Requirement:
Transcribe the following records in full, exactly as shown.

Data under study Block Start

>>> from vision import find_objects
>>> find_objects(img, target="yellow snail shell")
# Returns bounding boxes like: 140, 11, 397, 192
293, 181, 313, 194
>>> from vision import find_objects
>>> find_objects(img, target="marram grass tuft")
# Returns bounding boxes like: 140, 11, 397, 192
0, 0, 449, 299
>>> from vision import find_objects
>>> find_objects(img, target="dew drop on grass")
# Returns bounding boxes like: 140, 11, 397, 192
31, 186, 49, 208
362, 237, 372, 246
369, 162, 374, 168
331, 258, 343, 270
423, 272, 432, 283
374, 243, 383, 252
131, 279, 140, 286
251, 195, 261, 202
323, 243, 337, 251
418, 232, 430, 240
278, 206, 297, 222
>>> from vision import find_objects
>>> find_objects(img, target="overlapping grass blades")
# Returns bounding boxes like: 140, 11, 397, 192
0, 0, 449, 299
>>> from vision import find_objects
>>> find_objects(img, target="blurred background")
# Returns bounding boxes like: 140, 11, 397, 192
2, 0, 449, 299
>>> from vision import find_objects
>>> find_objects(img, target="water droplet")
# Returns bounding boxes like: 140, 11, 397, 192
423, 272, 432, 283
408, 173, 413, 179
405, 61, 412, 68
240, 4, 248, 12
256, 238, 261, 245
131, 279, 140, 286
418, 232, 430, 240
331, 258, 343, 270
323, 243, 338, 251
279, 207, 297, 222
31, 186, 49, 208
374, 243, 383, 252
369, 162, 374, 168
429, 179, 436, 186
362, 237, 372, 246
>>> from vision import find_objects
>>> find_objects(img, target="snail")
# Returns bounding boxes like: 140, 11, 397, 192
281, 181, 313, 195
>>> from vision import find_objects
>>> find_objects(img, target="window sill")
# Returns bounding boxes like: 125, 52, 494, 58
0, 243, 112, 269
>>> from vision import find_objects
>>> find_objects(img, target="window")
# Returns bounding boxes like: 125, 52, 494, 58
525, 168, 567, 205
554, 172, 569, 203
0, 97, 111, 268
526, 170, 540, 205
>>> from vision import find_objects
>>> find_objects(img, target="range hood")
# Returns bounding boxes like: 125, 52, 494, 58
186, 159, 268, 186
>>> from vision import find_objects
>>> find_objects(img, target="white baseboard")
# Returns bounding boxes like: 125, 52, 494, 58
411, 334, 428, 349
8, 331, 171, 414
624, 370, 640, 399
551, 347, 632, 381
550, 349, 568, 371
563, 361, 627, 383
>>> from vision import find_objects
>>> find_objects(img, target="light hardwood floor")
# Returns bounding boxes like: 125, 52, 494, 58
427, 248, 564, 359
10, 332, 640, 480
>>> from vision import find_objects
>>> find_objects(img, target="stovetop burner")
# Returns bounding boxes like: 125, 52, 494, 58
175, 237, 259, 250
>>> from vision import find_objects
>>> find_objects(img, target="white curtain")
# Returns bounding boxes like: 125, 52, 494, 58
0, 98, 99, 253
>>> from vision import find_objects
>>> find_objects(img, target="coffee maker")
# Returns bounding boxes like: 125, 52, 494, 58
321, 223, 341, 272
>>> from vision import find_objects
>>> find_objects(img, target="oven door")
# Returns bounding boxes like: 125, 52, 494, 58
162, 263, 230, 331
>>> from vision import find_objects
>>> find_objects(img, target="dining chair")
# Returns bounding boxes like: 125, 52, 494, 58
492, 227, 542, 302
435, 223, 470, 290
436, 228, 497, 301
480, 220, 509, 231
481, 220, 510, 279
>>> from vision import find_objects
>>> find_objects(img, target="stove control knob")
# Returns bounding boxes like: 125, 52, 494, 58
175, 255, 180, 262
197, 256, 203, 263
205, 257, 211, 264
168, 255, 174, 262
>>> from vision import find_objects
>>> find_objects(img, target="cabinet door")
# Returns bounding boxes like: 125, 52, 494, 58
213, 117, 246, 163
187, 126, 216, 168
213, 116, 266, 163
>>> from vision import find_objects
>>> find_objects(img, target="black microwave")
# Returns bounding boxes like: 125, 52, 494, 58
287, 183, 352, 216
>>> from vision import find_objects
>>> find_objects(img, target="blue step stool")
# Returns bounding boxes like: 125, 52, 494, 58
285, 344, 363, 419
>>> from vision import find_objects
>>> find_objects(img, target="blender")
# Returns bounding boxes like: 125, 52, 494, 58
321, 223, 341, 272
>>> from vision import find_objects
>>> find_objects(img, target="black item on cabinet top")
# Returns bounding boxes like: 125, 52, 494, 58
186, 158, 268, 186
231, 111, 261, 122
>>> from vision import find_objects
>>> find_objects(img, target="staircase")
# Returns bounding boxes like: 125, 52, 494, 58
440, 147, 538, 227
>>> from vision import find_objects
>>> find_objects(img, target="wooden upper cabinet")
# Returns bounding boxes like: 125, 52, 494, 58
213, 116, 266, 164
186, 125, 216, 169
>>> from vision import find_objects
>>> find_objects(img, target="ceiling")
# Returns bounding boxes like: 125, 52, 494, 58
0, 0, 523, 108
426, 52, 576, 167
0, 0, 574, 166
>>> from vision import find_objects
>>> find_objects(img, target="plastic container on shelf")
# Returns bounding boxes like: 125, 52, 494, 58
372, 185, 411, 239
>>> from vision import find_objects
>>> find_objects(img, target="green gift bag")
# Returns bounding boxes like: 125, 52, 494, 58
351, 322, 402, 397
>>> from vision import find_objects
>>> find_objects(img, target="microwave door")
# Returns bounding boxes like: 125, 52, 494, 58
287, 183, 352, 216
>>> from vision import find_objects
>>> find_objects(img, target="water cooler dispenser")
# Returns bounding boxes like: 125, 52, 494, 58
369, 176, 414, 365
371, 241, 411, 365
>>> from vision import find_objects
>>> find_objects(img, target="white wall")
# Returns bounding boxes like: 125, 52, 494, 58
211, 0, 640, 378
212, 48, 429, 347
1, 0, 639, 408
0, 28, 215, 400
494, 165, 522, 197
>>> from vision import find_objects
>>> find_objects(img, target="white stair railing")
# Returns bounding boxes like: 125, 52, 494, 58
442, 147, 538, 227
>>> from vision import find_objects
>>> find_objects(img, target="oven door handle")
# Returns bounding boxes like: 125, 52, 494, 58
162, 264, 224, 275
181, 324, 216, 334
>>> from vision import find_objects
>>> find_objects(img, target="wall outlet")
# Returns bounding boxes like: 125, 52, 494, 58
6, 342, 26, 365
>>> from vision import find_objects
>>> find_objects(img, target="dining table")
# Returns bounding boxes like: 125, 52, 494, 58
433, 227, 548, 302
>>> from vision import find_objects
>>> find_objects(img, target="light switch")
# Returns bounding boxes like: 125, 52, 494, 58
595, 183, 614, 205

Data under study Block End

Task output:
>>> from vision import find_objects
>>> find_objects(img, target="yellow snail shell")
# Returns bounding boxes like: 140, 11, 397, 192
293, 181, 313, 194
>>> from vision import find_objects
>>> find_objects(img, target="marram grass tuft")
# Returns bounding boxes like: 140, 11, 397, 192
0, 0, 449, 299
>>> from vision import find_objects
>>> find_objects(img, target="dew drop on grass")
# Returns bounding boxes like: 140, 11, 397, 192
31, 186, 49, 208
362, 237, 372, 246
369, 162, 374, 168
331, 258, 343, 270
423, 272, 432, 283
374, 243, 383, 252
131, 279, 140, 286
251, 195, 261, 202
323, 243, 337, 251
418, 232, 430, 240
278, 206, 297, 222
>>> from vision import find_objects
>>> find_objects(img, target="overlapping grass blades")
# Returns bounding boxes like: 140, 11, 397, 192
0, 0, 449, 299
>>> from vision import find_objects
>>> find_objects(img, target="blurred background")
# Returns bounding boxes like: 140, 11, 397, 192
2, 0, 449, 299
>>> from vision import find_objects
>>> find_objects(img, target="water droplet")
# Returns bounding boxes like: 140, 11, 397, 192
423, 272, 432, 283
408, 173, 413, 179
405, 61, 412, 68
240, 4, 248, 12
256, 238, 261, 245
131, 279, 140, 286
418, 232, 430, 240
331, 258, 343, 270
323, 243, 338, 251
279, 207, 297, 222
31, 186, 49, 208
374, 243, 383, 252
369, 162, 374, 168
429, 179, 436, 186
362, 237, 372, 246
>>> from vision import find_objects
>>> find_objects(img, target="snail")
# Returns bounding boxes like: 140, 11, 397, 192
281, 181, 313, 195
>>> from vision import find_objects
>>> find_objects(img, target="window sill")
# Returns bounding boxes like: 125, 52, 494, 58
0, 243, 112, 269
>>> from vision import find_objects
>>> find_objects(img, target="window")
# Returns bounding boxes like: 125, 52, 494, 58
525, 168, 567, 205
554, 172, 569, 203
0, 97, 111, 268
526, 170, 540, 205
>>> from vision import find_objects
>>> find_objects(img, target="range hood")
# Returns bounding boxes like: 125, 52, 494, 58
186, 159, 268, 186
>>> from vision import find_objects
>>> find_objects(img, target="white baseboard")
# Returns bounding boxes like: 125, 52, 494, 58
411, 334, 428, 349
8, 331, 171, 414
624, 370, 640, 399
551, 347, 632, 381
550, 349, 568, 371
563, 361, 627, 383
>>> from vision import find_objects
>>> find_objects(img, target="light hardwood floor")
# Returns bounding boxes like: 125, 52, 494, 58
427, 248, 564, 359
10, 332, 640, 480
>>> from vision import find_objects
>>> find_objects(img, target="stovetop burner")
# Returns bounding boxes like: 125, 52, 494, 58
175, 237, 259, 250
>>> from vision import find_objects
>>> find_objects(img, target="white curtain")
# Returns bounding boxes like: 125, 52, 494, 58
0, 98, 99, 253
>>> from vision import find_objects
>>> find_objects(img, target="coffee maker")
# Returns bounding boxes like: 125, 52, 494, 58
321, 223, 341, 272
>>> from vision import find_objects
>>> find_objects(img, target="oven door")
# Returns bounding boxes like: 125, 52, 494, 58
162, 263, 230, 331
>>> from vision import find_objects
>>> find_objects(img, target="dining chair")
# Returns bounding boxes like: 125, 52, 494, 58
492, 227, 542, 302
435, 223, 470, 290
436, 228, 497, 301
480, 220, 509, 231
481, 220, 510, 279
>>> from vision import find_objects
>>> find_objects(img, target="stove control knob")
# Returns bounding boxes like: 125, 52, 494, 58
175, 255, 180, 262
197, 256, 203, 263
205, 257, 211, 264
168, 255, 174, 262
>>> from vision import find_objects
>>> find_objects(img, target="cabinet door")
# Returns bounding boxes like: 125, 52, 494, 58
213, 117, 246, 163
187, 126, 216, 168
213, 116, 266, 163
>>> from vision import find_objects
>>> find_objects(img, target="black microwave")
# Returns bounding boxes like: 125, 52, 494, 58
287, 183, 352, 216
>>> from vision import find_objects
>>> find_objects(img, target="blue step stool")
# Returns bounding boxes like: 125, 52, 494, 58
285, 344, 363, 419
>>> from vision import find_objects
>>> find_objects(img, target="blender")
# Returns bounding boxes like: 125, 52, 494, 58
321, 223, 341, 272
>>> from vision import find_objects
>>> find_objects(img, target="black item on cabinet top")
# Returns bounding boxes like: 125, 52, 494, 58
186, 158, 268, 186
231, 111, 261, 122
>>> from vision import find_objects
>>> find_objects(img, target="staircase")
# Returns bounding boxes like: 125, 52, 494, 58
440, 147, 538, 227
>>> from vision import find_objects
>>> find_objects(img, target="wooden upper cabinet")
# Returns bounding boxes like: 125, 52, 494, 58
213, 116, 266, 164
186, 125, 216, 169
>>> from vision import find_objects
>>> find_objects(img, target="ceiling")
# Returns bounding boxes like: 125, 52, 494, 58
0, 0, 523, 108
426, 52, 576, 167
0, 0, 574, 166
>>> from vision import find_objects
>>> find_objects(img, target="plastic container on shelf")
# Returns bounding boxes like: 125, 52, 494, 58
372, 185, 411, 239
>>> from vision import find_objects
>>> find_objects(img, target="green gift bag")
# Returns bounding boxes like: 125, 52, 494, 58
351, 322, 402, 397
>>> from vision import find_objects
>>> find_objects(img, target="microwave door")
# Returns bounding boxes like: 125, 52, 494, 58
287, 183, 352, 216
>>> from vision import find_objects
>>> find_objects(img, target="water cooler dispenser")
# Returns bounding boxes like: 125, 52, 494, 58
369, 176, 414, 365
371, 241, 411, 365
>>> from vision import find_objects
>>> find_objects(img, target="white wall")
# Returns bounding boxes like: 125, 52, 494, 58
211, 0, 640, 378
212, 48, 429, 347
1, 0, 639, 408
0, 28, 215, 400
494, 165, 522, 197
>>> from vision import find_objects
>>> find_objects(img, target="white stair railing")
# Returns bounding boxes like: 125, 52, 494, 58
442, 147, 538, 227
>>> from vision import find_objects
>>> find_objects(img, target="oven door handle")
# Returns bounding boxes like: 125, 52, 494, 58
162, 264, 224, 275
181, 324, 216, 334
>>> from vision import find_objects
>>> find_objects(img, target="wall outlet")
# Returns bounding boxes like: 125, 52, 494, 58
6, 342, 26, 365
>>> from vision import find_objects
>>> find_objects(img, target="dining table")
# Returns bounding boxes like: 125, 52, 494, 58
433, 227, 548, 302
>>> from vision import find_objects
>>> find_objects(img, target="light switch")
# Returns bounding boxes like: 125, 52, 494, 58
595, 183, 614, 205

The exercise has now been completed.